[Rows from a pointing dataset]

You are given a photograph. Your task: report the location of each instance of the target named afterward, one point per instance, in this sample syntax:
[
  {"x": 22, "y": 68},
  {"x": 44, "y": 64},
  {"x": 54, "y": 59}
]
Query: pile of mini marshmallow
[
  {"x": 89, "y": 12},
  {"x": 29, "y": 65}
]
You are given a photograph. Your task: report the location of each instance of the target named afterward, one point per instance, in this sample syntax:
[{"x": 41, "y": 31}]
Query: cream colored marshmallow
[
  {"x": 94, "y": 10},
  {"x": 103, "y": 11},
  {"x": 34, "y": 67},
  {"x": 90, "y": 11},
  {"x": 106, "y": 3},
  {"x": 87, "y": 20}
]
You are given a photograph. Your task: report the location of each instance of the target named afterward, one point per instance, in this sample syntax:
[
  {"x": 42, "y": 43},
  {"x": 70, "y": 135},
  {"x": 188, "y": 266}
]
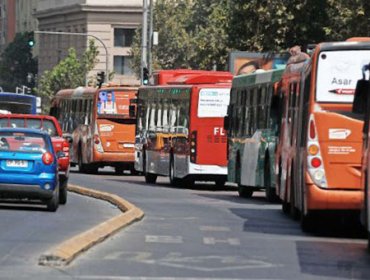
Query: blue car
[{"x": 28, "y": 166}]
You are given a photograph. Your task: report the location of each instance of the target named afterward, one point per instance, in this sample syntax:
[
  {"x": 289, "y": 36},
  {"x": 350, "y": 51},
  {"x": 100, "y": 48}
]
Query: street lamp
[{"x": 81, "y": 34}]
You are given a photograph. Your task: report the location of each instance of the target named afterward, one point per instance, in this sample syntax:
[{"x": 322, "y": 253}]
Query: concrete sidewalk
[{"x": 65, "y": 252}]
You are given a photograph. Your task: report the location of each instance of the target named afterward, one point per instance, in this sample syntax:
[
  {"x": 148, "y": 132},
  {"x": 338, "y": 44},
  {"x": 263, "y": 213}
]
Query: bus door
[
  {"x": 207, "y": 130},
  {"x": 115, "y": 124}
]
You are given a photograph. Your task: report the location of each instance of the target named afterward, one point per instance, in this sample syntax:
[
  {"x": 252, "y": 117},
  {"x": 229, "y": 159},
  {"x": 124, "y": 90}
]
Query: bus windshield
[
  {"x": 113, "y": 103},
  {"x": 337, "y": 74},
  {"x": 213, "y": 102}
]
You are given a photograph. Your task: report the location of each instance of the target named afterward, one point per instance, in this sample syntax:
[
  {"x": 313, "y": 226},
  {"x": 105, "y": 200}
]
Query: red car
[{"x": 60, "y": 144}]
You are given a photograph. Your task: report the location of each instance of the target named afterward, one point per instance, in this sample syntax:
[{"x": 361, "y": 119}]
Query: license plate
[
  {"x": 17, "y": 163},
  {"x": 127, "y": 145}
]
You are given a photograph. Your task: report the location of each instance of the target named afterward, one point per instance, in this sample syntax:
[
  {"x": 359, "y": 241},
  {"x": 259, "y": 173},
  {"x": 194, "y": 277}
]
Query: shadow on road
[{"x": 21, "y": 205}]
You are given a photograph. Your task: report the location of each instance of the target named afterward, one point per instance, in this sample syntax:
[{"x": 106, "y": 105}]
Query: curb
[{"x": 65, "y": 252}]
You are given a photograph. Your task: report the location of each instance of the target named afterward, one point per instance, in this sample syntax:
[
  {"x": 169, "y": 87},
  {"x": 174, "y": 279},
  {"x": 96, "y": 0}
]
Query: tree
[
  {"x": 199, "y": 34},
  {"x": 70, "y": 72},
  {"x": 348, "y": 18},
  {"x": 16, "y": 62},
  {"x": 192, "y": 34}
]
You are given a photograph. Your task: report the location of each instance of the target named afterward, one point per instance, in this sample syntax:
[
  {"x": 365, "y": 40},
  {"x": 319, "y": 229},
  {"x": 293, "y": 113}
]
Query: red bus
[
  {"x": 318, "y": 158},
  {"x": 101, "y": 123},
  {"x": 179, "y": 130}
]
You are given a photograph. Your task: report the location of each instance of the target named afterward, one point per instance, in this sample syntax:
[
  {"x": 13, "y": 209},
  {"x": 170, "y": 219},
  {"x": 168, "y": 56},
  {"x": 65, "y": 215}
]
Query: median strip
[{"x": 65, "y": 252}]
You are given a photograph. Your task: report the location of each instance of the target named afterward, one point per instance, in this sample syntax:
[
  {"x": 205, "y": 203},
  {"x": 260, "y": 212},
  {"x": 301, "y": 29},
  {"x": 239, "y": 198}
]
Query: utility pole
[
  {"x": 150, "y": 36},
  {"x": 144, "y": 46}
]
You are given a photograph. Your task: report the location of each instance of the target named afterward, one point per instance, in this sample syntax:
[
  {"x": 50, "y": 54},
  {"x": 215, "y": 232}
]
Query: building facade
[
  {"x": 25, "y": 20},
  {"x": 113, "y": 22}
]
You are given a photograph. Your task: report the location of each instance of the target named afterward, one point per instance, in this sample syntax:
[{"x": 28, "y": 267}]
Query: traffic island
[{"x": 65, "y": 252}]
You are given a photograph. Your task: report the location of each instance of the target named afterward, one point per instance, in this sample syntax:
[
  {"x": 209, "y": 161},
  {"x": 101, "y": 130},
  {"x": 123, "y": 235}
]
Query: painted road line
[{"x": 65, "y": 252}]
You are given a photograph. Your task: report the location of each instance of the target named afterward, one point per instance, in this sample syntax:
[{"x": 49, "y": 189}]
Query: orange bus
[
  {"x": 101, "y": 123},
  {"x": 179, "y": 130},
  {"x": 318, "y": 158}
]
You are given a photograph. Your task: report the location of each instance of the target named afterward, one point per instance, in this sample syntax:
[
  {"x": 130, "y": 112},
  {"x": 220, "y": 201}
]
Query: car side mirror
[
  {"x": 69, "y": 139},
  {"x": 60, "y": 154}
]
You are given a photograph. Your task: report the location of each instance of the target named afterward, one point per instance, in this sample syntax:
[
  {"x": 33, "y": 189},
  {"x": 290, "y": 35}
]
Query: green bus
[{"x": 252, "y": 124}]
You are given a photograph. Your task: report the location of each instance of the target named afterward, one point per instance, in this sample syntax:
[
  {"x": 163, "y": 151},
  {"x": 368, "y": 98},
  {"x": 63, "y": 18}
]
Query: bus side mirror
[
  {"x": 132, "y": 111},
  {"x": 69, "y": 139},
  {"x": 226, "y": 123}
]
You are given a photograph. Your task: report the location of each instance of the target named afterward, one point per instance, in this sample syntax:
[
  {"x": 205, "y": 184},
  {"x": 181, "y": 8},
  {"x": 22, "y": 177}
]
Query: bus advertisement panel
[
  {"x": 321, "y": 133},
  {"x": 180, "y": 127},
  {"x": 17, "y": 103},
  {"x": 101, "y": 123},
  {"x": 252, "y": 126}
]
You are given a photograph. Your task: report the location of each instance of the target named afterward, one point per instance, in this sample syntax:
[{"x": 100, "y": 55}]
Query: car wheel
[
  {"x": 220, "y": 182},
  {"x": 53, "y": 203},
  {"x": 63, "y": 181}
]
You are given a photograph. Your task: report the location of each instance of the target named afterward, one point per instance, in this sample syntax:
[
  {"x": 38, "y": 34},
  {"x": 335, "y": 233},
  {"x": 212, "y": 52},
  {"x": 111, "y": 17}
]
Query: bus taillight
[
  {"x": 312, "y": 129},
  {"x": 66, "y": 148},
  {"x": 96, "y": 139},
  {"x": 315, "y": 164},
  {"x": 193, "y": 146}
]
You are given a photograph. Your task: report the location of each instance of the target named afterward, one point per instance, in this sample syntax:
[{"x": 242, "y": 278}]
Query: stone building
[{"x": 112, "y": 21}]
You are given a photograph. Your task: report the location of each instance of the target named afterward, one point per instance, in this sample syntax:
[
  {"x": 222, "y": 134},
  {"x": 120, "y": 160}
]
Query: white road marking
[
  {"x": 163, "y": 239},
  {"x": 106, "y": 277},
  {"x": 212, "y": 228},
  {"x": 214, "y": 241},
  {"x": 210, "y": 263}
]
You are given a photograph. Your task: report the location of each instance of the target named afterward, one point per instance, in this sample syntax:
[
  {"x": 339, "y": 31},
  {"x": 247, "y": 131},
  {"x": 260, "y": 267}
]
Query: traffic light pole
[
  {"x": 82, "y": 34},
  {"x": 144, "y": 40}
]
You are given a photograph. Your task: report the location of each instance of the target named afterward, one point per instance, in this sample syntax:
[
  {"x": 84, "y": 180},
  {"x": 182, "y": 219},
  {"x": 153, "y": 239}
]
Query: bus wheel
[
  {"x": 270, "y": 191},
  {"x": 293, "y": 209},
  {"x": 306, "y": 223},
  {"x": 119, "y": 170},
  {"x": 91, "y": 168},
  {"x": 245, "y": 192},
  {"x": 81, "y": 166},
  {"x": 173, "y": 180},
  {"x": 220, "y": 182},
  {"x": 150, "y": 178}
]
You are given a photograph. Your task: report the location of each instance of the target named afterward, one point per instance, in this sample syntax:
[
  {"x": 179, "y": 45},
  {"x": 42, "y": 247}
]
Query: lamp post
[{"x": 81, "y": 34}]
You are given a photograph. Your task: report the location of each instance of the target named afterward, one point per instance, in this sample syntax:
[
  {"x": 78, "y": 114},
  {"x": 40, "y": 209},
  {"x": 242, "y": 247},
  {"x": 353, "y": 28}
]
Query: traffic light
[
  {"x": 100, "y": 78},
  {"x": 30, "y": 39},
  {"x": 145, "y": 76}
]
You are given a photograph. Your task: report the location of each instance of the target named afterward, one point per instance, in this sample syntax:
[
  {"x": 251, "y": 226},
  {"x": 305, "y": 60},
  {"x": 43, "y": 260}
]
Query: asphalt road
[{"x": 198, "y": 233}]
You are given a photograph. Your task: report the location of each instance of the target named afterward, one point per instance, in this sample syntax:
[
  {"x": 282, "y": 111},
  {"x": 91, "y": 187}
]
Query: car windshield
[{"x": 22, "y": 142}]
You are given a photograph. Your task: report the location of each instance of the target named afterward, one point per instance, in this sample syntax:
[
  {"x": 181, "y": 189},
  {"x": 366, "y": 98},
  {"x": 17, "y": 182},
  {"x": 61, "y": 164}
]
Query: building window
[
  {"x": 123, "y": 37},
  {"x": 122, "y": 65}
]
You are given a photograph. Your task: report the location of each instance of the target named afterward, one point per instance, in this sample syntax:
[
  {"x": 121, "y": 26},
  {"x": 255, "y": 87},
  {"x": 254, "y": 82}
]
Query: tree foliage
[
  {"x": 16, "y": 63},
  {"x": 199, "y": 34},
  {"x": 70, "y": 72}
]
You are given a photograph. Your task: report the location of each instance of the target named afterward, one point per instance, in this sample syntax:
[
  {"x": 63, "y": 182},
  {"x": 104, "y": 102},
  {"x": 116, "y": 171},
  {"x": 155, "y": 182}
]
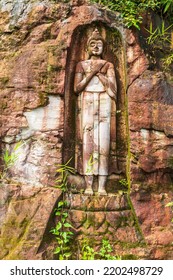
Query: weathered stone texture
[{"x": 36, "y": 39}]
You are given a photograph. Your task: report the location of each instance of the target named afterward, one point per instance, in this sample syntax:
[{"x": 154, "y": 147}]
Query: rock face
[{"x": 39, "y": 46}]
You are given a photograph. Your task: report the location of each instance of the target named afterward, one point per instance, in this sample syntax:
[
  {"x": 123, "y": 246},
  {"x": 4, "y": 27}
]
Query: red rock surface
[{"x": 34, "y": 72}]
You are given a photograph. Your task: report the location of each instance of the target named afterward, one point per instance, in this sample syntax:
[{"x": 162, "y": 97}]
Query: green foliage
[
  {"x": 123, "y": 182},
  {"x": 88, "y": 252},
  {"x": 131, "y": 10},
  {"x": 167, "y": 61},
  {"x": 170, "y": 204},
  {"x": 105, "y": 251},
  {"x": 62, "y": 230},
  {"x": 159, "y": 36},
  {"x": 9, "y": 159}
]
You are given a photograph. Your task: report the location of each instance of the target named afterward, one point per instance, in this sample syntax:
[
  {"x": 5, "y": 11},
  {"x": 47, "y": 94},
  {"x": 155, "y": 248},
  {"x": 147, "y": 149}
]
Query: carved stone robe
[{"x": 96, "y": 123}]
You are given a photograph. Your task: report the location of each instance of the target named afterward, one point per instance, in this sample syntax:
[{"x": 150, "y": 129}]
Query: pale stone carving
[{"x": 95, "y": 84}]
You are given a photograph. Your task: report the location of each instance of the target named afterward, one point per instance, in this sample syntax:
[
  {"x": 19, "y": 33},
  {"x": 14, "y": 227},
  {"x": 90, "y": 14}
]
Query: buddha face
[{"x": 95, "y": 47}]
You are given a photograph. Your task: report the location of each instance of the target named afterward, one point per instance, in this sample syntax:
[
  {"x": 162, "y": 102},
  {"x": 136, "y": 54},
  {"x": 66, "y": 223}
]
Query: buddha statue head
[{"x": 95, "y": 44}]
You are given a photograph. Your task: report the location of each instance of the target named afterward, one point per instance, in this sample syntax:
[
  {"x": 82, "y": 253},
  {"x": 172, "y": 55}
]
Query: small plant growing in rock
[
  {"x": 62, "y": 232},
  {"x": 9, "y": 159},
  {"x": 170, "y": 204}
]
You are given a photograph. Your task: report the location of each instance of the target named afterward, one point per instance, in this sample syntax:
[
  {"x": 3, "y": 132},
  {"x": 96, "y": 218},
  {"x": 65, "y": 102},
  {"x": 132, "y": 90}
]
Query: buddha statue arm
[
  {"x": 109, "y": 82},
  {"x": 81, "y": 82}
]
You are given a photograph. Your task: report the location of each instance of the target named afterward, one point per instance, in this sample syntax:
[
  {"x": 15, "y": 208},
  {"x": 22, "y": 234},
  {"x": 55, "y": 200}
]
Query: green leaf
[{"x": 67, "y": 225}]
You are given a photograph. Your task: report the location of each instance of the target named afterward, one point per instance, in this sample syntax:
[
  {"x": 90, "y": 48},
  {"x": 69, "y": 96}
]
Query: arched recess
[{"x": 113, "y": 52}]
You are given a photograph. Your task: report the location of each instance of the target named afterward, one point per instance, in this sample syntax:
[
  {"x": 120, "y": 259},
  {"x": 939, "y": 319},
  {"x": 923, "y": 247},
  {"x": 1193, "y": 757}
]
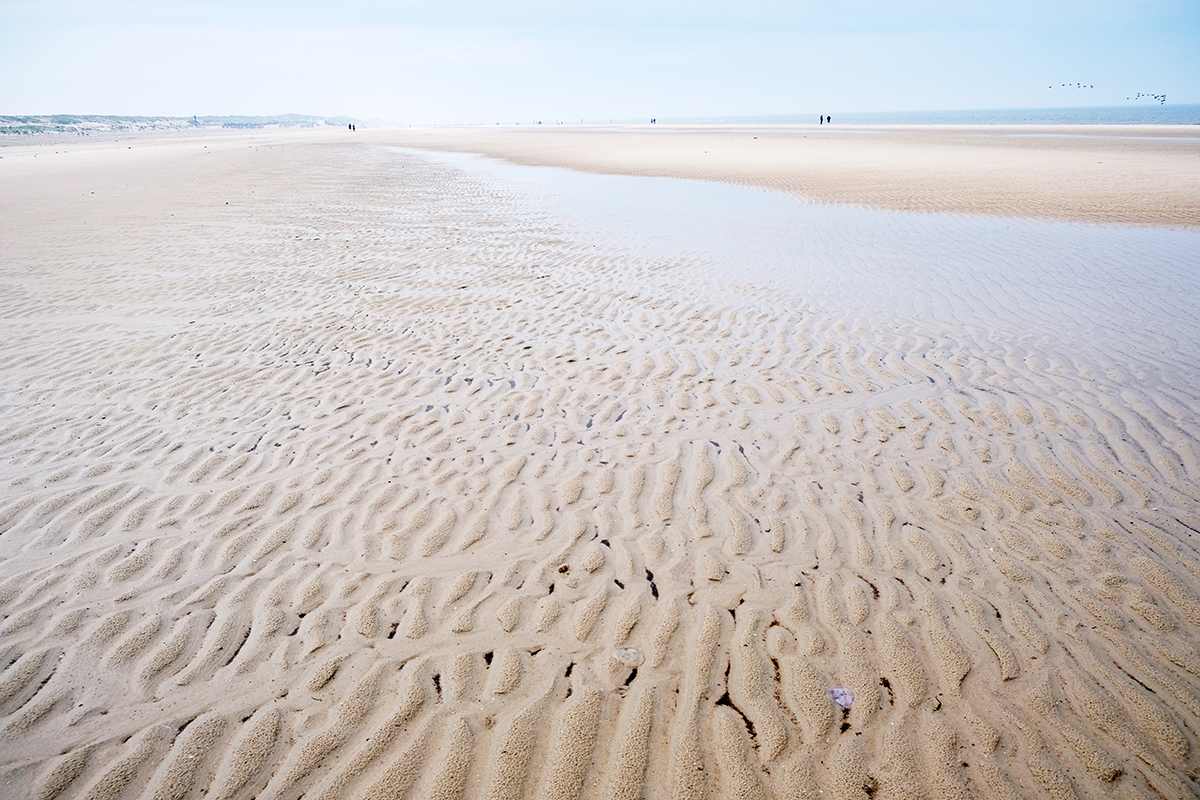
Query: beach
[{"x": 613, "y": 462}]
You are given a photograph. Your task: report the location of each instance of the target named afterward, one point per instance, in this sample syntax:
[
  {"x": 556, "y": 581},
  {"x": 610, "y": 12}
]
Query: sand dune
[{"x": 333, "y": 470}]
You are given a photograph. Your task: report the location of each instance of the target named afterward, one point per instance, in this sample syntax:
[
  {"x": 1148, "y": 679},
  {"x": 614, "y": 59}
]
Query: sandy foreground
[{"x": 336, "y": 469}]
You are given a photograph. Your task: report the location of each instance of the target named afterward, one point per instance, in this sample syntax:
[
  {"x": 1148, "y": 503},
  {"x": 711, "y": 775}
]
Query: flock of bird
[{"x": 1161, "y": 98}]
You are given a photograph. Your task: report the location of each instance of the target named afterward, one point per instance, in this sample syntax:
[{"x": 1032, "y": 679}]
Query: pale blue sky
[{"x": 478, "y": 60}]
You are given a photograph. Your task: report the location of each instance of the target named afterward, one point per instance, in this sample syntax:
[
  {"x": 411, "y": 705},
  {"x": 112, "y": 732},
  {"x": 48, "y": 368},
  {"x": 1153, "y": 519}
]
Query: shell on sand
[{"x": 371, "y": 482}]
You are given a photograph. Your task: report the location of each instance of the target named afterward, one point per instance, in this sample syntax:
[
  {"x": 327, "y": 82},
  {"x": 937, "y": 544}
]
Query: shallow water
[{"x": 1128, "y": 289}]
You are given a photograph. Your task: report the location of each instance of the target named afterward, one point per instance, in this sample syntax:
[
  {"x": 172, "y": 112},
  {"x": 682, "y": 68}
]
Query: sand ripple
[{"x": 355, "y": 486}]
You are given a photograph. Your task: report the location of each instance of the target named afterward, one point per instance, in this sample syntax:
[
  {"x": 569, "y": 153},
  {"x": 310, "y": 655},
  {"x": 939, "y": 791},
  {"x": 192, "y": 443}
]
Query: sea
[{"x": 1139, "y": 114}]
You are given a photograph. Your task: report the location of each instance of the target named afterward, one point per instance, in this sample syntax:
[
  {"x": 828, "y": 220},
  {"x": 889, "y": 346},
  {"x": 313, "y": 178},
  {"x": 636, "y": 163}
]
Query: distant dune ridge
[
  {"x": 333, "y": 469},
  {"x": 88, "y": 124}
]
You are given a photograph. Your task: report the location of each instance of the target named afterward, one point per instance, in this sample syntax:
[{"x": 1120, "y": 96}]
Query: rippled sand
[{"x": 331, "y": 469}]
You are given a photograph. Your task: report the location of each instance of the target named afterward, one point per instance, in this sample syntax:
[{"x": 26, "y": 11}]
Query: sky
[{"x": 453, "y": 61}]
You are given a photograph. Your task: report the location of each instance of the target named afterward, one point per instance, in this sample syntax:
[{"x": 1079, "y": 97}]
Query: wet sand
[
  {"x": 334, "y": 469},
  {"x": 1127, "y": 174}
]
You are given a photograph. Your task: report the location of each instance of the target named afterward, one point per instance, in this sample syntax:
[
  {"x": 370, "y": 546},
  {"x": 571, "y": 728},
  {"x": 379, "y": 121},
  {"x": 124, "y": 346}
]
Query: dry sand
[{"x": 336, "y": 470}]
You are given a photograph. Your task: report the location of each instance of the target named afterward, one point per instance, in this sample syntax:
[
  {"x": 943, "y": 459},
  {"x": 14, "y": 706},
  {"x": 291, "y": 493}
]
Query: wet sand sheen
[
  {"x": 1127, "y": 174},
  {"x": 358, "y": 485}
]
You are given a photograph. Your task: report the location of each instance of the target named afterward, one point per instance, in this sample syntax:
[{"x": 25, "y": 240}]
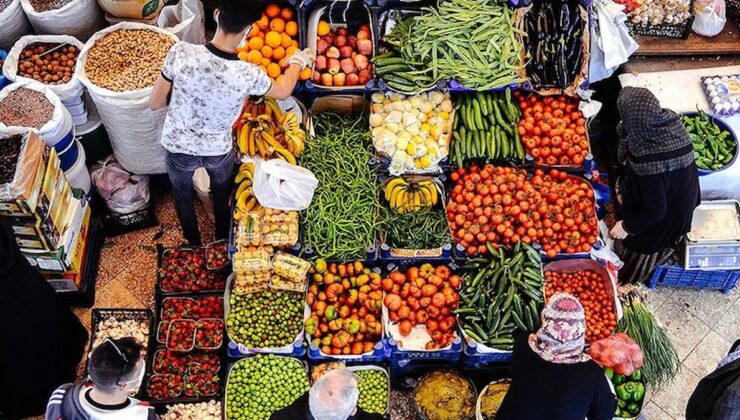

What to do -
Gather each line of the listing that includes the string "stone". Copy those lines in full.

Complete output -
Query: stone building
Query: weathered stone texture
Query: carved stone robe
Query: pale stone carving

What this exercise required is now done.